- Text passage -
▬▬▬▬▬▬▬▬▬▬

Maximum likelihood

In order to define the total likelihood for all possible outcomes from a dataset \( \mathcal{D}=\{(y_i,x_i)\} \), with the binary labels \( y_i\in\{0,1\} \) and where the data points are drawn independently, we use the so-called Maximum Likelihood Estimation (MLE) principle. We aim thus at maximizing the probability of seeing the observed data. We can then approximate the likelihood in terms of the product of the individual probabilities of a specific outcome \( y_i \), that is

$$ \begin{align*} P(\mathcal{D}|\boldsymbol{\beta})& = \prod_{i=1}^n \left[p(y_i=1|x_i,\boldsymbol{\beta})\right]^{y_i}\left[1-p(y_i=1|x_i,\boldsymbol{\beta}))\right]^{1-y_i}\nonumber \\ \end{align*} $$

from which we obtain the log-likelihood and our cost/loss function

$$ \mathcal{C}(\boldsymbol{\beta}) = \sum_{i=1}^n \left( y_i\log{p(y_i=1|x_i,\boldsymbol{\beta})} + (1-y_i)\log\left[1-p(y_i=1|x_i,\boldsymbol{\beta}))\right]\right). $$

▬▬▬▬▬▬▬▬▬▬

- Extracted data -
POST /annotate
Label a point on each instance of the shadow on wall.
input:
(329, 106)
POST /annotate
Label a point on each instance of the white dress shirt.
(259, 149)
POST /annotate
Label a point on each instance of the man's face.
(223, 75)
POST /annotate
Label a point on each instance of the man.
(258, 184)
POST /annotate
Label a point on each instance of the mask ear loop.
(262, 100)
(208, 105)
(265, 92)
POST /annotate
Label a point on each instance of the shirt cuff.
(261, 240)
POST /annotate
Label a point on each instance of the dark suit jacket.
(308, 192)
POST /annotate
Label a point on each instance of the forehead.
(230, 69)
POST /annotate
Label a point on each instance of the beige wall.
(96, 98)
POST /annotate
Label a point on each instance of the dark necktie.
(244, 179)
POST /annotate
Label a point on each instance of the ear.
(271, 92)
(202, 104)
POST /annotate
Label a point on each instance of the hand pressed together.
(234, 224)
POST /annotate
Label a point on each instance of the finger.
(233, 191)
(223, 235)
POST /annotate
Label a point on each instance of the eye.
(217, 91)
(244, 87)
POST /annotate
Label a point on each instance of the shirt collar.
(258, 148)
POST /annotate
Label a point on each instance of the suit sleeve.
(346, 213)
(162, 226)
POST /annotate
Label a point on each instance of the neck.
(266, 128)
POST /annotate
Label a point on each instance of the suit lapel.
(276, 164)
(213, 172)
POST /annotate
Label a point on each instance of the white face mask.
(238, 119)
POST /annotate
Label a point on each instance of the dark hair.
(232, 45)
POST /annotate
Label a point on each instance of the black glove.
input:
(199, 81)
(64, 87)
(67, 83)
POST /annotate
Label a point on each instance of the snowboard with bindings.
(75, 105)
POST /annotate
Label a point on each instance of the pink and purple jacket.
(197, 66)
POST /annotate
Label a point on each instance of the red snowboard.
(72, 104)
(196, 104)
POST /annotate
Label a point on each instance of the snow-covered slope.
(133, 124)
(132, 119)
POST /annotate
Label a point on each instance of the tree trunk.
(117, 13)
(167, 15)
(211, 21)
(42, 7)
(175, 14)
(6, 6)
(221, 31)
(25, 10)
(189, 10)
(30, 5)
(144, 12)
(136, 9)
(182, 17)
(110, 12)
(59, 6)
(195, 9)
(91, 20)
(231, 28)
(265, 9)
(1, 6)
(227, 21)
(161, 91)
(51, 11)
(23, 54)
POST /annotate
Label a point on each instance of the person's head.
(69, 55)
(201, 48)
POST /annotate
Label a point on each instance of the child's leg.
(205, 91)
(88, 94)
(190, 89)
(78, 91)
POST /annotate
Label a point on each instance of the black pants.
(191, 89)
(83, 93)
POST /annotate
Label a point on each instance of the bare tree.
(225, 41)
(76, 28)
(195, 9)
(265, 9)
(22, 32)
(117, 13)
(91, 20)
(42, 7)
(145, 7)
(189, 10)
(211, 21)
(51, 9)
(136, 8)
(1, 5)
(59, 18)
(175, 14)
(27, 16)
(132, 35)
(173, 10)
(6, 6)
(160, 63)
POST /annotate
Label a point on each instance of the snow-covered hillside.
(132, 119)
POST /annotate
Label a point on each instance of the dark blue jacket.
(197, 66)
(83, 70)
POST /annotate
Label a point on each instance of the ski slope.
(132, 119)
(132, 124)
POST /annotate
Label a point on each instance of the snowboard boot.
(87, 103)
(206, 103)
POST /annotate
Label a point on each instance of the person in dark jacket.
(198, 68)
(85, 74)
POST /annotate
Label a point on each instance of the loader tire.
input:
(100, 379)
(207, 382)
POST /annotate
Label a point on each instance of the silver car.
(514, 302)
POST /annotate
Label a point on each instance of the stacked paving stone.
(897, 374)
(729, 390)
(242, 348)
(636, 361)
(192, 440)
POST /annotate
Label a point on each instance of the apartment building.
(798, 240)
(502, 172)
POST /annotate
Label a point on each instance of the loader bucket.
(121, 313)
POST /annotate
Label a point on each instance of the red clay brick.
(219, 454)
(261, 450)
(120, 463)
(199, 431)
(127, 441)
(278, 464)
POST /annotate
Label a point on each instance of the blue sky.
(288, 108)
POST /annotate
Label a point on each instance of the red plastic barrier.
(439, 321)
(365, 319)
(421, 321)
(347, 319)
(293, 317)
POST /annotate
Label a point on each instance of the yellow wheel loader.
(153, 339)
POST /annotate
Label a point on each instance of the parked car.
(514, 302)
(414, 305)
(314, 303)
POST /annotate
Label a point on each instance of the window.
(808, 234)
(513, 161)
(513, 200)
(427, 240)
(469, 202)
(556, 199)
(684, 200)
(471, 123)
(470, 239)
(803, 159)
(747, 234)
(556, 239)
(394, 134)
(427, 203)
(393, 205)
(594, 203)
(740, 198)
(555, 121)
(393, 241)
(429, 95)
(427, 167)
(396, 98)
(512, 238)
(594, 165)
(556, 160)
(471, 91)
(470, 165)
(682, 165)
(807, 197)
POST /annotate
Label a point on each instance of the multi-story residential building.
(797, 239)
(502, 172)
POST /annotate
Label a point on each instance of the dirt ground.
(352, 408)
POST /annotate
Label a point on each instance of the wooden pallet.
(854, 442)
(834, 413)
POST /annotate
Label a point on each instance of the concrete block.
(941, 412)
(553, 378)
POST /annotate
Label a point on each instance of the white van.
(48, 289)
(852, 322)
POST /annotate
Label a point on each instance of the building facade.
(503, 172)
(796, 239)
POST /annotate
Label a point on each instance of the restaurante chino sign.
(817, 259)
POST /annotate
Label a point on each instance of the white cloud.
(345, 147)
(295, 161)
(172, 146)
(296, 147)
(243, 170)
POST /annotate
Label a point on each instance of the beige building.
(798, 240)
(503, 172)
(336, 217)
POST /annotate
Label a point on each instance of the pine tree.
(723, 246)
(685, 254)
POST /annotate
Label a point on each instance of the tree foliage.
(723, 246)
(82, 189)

▬▬▬▬▬▬▬▬▬▬

What mathematical expressions appear inline within the sentences of the maximum likelihood passage, apart from the two displayed equations? The records come from a different source than the text.

- 𝒟 = {(y_i, x_i)}
- y_i ∈ {0,1}
- y_i